INSTRUCTIONS FOR THE TASK >> In the text on discovering and testing new drugs, why should the correct dose of a new drug be the lowest dose that still gives the desired effect? Answer in one to three sentences.

TEXT EXCERPT >>
Discovering and Testing New Drugs

Discovering New Drugs

Some plants produce chemicals to kill pests and pathogens. These chemicals can also be used to treat diseases. In the past, drugs were often extracted from plants and microorganisms. For example:

  • Aspirin originates from willow trees, and it is used as a painkiller
  • Digitalis originates from foxglove plants, and it is used to treat certain heart conditions
  • Alexander Fleming discovered the antibiotic penicillin from the Penicillium mould

Most new drugs are synthesised by scientists at pharmaceutical companies. However, the starting point is often still a chemical extracted from a plant.

Testing New Drugs

Scientists are constantly developing new drugs to treat disease. However, a drug cannot reach the market without rigorous testing. A lack of strict testing has caused many issues in the past.

Thalidomide was a drug used in the 1950s and 1960s to treat a range of conditions, including colds, flu, pneumonia and morning sickness. However, it was later found to cause birth defects.

Since then, governments and medical authorities have changed the way drugs are tested and approved around the world. For example, drugs intended for human use cannot be approved based solely on animal testing.

New drugs are developed all the time. There are three main factors taken into account when producing drugs:

  • Toxicity – Making sure the drugs don’t have harmful side effects
  • Efficacy – Otherwise known as effectiveness, so making sure the drug works
  • Dose Finding out the correct dose required for the drug to work, with minimum side effects. This is the lowest dose that still provides the desired effect, as too much of a drug can cause damage to humans.

Stages of Testing

The three main stages of testing are:

1. Preclinical testing – Cells and tissues

2. Preclinical testing – Animals

3. Clinical trials

Preclinical testing – Cells and tissues

The first stage of testing new drugs is called preclinical testing and there are two parts. Preclinical testing is not carried out on humans because many drugs at this stage can be very toxic.

DATASET EXTRACT >>
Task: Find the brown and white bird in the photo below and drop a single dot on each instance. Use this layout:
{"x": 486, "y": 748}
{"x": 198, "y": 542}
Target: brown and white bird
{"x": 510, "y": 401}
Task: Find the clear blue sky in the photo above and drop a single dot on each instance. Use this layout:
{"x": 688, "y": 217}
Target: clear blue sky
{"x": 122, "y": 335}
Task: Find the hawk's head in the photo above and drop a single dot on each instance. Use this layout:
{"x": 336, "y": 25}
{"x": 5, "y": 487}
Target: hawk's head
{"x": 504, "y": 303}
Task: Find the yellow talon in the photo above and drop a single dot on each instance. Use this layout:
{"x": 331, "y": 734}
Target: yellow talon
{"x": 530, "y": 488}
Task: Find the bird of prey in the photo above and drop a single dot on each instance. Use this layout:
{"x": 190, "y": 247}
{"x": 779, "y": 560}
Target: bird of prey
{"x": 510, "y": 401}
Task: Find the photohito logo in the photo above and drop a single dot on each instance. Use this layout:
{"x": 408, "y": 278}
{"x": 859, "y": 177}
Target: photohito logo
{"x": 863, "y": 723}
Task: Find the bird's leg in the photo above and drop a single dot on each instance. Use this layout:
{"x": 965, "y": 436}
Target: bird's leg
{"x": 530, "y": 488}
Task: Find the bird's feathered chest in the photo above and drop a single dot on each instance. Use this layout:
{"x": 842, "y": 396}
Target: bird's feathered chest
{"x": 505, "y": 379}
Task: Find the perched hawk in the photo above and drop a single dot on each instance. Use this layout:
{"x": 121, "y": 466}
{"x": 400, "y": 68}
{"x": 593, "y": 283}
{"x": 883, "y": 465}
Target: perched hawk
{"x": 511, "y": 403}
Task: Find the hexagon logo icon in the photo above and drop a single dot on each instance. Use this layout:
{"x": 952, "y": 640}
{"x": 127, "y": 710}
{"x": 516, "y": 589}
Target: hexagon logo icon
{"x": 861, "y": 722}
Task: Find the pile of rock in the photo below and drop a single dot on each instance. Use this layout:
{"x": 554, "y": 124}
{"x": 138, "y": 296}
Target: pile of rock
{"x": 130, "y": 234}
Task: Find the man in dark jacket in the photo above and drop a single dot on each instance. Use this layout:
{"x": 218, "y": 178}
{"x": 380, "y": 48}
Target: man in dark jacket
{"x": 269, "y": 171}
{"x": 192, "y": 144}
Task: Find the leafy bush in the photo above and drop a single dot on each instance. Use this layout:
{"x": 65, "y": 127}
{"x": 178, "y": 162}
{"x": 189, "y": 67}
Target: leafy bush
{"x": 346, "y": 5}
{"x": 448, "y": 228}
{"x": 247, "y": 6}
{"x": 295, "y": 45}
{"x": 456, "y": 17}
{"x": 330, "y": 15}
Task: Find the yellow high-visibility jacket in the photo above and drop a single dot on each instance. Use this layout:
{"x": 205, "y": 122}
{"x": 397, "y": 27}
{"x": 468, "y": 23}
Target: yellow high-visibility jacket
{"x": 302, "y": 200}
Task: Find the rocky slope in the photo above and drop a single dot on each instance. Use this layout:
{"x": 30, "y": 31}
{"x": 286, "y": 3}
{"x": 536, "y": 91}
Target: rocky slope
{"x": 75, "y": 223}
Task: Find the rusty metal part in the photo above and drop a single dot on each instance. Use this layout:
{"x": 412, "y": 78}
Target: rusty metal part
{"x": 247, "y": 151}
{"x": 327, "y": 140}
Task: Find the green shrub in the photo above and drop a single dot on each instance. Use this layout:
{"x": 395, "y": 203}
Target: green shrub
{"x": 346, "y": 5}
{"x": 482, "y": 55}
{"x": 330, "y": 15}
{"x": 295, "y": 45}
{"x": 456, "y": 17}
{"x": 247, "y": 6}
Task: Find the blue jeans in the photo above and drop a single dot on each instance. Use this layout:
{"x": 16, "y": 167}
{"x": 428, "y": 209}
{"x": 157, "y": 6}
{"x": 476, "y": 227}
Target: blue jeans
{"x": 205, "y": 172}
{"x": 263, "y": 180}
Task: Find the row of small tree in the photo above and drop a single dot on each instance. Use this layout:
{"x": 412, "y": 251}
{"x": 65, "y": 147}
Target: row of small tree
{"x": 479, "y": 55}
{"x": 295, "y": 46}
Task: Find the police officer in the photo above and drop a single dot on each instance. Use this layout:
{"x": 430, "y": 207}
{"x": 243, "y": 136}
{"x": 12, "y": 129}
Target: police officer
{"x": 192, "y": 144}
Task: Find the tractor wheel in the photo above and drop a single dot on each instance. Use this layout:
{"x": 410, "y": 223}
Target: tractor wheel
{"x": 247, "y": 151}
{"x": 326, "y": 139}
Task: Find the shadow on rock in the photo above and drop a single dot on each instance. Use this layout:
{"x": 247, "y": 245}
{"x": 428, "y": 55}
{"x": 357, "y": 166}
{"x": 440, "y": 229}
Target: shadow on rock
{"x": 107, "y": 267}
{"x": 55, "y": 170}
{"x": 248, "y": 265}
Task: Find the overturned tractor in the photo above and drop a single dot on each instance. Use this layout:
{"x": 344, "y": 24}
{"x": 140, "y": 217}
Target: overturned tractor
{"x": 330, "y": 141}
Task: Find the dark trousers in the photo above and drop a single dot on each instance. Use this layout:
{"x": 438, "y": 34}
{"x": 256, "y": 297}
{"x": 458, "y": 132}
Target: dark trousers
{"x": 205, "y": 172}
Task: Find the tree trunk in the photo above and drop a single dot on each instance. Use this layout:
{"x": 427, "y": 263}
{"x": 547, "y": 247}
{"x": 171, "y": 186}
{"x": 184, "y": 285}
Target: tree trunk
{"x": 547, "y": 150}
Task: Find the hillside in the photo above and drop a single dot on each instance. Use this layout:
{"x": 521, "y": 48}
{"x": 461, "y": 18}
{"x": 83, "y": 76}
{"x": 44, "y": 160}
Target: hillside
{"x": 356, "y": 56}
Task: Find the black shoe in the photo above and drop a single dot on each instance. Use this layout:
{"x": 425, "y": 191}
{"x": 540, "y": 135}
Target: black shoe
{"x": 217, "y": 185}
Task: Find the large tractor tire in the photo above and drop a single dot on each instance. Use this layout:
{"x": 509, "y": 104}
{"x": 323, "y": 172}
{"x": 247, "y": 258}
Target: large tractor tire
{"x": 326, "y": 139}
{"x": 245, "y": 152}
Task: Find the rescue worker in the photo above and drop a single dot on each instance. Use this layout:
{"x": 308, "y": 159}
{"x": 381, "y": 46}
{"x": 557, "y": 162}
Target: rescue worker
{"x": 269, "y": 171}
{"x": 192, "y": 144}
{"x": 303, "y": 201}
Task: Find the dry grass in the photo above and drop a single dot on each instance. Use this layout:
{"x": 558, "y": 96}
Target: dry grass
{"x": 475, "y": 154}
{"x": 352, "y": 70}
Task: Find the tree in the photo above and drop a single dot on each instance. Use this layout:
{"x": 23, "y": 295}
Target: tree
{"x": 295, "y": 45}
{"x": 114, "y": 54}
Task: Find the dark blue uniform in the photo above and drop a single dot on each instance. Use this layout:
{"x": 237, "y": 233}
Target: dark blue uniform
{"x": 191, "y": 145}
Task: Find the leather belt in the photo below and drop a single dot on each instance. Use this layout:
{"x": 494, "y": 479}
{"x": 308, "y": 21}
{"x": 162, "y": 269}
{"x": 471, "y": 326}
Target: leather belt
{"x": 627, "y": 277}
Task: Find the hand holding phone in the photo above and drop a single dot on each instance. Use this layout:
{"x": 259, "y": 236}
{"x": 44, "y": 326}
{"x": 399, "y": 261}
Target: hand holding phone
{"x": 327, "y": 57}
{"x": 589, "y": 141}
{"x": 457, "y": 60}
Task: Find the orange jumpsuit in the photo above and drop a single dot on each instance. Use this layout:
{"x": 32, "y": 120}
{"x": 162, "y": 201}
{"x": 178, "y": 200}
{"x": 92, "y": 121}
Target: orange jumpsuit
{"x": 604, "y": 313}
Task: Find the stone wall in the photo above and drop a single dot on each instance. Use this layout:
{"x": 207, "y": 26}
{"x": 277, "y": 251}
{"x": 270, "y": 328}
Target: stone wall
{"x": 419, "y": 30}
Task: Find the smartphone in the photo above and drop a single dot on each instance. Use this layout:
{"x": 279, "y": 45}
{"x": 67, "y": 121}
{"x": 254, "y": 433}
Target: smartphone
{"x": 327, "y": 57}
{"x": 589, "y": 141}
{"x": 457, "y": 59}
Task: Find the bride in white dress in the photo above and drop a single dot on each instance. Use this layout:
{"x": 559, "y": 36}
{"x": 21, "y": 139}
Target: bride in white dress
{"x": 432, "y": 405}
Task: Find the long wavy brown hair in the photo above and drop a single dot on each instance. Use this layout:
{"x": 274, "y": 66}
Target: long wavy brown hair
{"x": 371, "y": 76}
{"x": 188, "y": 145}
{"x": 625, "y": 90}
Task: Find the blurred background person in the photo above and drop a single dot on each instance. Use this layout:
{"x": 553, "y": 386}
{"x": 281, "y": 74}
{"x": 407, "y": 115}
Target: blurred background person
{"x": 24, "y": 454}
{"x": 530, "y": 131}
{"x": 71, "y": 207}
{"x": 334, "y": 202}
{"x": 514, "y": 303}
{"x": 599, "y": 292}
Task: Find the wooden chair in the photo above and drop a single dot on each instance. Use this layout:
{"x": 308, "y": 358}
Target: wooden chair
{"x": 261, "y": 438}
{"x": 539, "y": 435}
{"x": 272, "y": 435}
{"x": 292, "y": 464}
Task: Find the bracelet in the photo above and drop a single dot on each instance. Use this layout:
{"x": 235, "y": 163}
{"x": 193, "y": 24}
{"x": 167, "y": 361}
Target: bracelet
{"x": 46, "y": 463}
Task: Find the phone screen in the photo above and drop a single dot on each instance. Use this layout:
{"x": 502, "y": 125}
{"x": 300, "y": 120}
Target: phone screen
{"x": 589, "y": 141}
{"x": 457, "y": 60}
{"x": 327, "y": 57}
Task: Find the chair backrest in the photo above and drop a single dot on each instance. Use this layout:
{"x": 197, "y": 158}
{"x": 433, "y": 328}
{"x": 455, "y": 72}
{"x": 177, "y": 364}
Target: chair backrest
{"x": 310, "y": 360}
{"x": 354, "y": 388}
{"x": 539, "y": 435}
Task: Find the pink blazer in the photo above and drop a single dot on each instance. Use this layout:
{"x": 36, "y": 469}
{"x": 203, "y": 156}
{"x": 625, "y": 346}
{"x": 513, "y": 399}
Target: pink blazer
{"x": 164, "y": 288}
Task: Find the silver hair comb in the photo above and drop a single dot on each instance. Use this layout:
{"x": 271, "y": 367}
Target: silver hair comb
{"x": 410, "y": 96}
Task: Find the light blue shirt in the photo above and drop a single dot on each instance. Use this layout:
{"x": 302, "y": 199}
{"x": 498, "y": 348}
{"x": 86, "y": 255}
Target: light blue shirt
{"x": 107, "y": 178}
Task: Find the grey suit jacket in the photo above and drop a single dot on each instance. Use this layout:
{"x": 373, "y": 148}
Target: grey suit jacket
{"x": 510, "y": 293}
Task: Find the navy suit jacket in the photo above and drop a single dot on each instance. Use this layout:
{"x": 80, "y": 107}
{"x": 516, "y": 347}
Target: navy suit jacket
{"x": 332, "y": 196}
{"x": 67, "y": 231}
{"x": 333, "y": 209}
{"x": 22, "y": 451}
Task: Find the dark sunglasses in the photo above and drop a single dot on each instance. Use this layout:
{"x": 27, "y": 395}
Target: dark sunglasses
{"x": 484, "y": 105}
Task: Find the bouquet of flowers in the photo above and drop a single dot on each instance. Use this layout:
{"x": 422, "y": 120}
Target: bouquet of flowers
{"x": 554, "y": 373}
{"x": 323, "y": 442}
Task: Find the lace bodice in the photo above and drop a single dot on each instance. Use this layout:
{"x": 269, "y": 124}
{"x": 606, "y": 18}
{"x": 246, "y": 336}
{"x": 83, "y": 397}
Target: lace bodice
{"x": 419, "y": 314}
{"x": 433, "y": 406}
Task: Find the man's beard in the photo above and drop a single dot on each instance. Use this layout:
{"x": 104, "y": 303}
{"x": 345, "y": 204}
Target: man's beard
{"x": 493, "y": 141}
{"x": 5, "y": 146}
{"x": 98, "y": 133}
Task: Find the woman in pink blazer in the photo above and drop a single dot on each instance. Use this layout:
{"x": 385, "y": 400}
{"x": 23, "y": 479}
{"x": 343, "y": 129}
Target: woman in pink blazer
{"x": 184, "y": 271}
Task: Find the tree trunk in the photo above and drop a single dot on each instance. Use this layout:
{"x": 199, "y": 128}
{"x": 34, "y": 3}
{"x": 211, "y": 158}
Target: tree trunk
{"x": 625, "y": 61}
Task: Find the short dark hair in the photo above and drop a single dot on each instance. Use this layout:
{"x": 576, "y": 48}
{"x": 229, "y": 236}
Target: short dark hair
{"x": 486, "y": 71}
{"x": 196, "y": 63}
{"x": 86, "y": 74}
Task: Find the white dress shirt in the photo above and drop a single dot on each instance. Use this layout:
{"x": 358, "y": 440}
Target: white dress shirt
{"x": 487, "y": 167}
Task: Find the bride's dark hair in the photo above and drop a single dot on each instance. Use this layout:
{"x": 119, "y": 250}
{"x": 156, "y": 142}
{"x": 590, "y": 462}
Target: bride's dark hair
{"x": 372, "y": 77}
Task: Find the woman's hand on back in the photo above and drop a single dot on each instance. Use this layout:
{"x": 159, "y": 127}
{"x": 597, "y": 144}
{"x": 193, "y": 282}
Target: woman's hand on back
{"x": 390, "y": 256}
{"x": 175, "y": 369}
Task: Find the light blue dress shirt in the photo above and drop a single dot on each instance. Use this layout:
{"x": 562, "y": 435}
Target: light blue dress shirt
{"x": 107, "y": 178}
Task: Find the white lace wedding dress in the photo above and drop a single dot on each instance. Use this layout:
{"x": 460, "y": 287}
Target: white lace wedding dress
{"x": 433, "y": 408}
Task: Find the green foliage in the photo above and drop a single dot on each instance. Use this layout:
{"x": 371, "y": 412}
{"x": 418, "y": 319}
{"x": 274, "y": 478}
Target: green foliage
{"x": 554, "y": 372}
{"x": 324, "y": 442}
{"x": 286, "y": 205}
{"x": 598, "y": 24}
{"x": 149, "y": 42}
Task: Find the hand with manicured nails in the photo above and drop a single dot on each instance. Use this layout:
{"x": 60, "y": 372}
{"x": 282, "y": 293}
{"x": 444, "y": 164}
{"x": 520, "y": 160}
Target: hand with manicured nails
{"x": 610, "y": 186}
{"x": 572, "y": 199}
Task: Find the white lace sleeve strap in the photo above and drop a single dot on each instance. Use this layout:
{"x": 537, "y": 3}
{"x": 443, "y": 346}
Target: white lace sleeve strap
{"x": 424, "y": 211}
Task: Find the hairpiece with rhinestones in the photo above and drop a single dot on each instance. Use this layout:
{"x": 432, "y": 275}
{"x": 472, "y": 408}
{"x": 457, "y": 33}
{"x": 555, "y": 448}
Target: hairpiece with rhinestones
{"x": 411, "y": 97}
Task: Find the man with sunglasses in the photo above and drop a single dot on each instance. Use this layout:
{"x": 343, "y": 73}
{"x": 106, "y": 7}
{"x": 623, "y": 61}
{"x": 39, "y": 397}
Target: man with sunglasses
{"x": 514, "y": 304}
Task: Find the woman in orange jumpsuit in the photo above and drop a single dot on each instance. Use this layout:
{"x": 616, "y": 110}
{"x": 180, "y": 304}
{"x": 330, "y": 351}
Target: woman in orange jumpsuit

EXERCISE ANSWER >> The correct dose is the lowest one that still provides the desired effect because too much of a drug can cause damage to humans. Finding this dose lets the drug work with minimum side effects.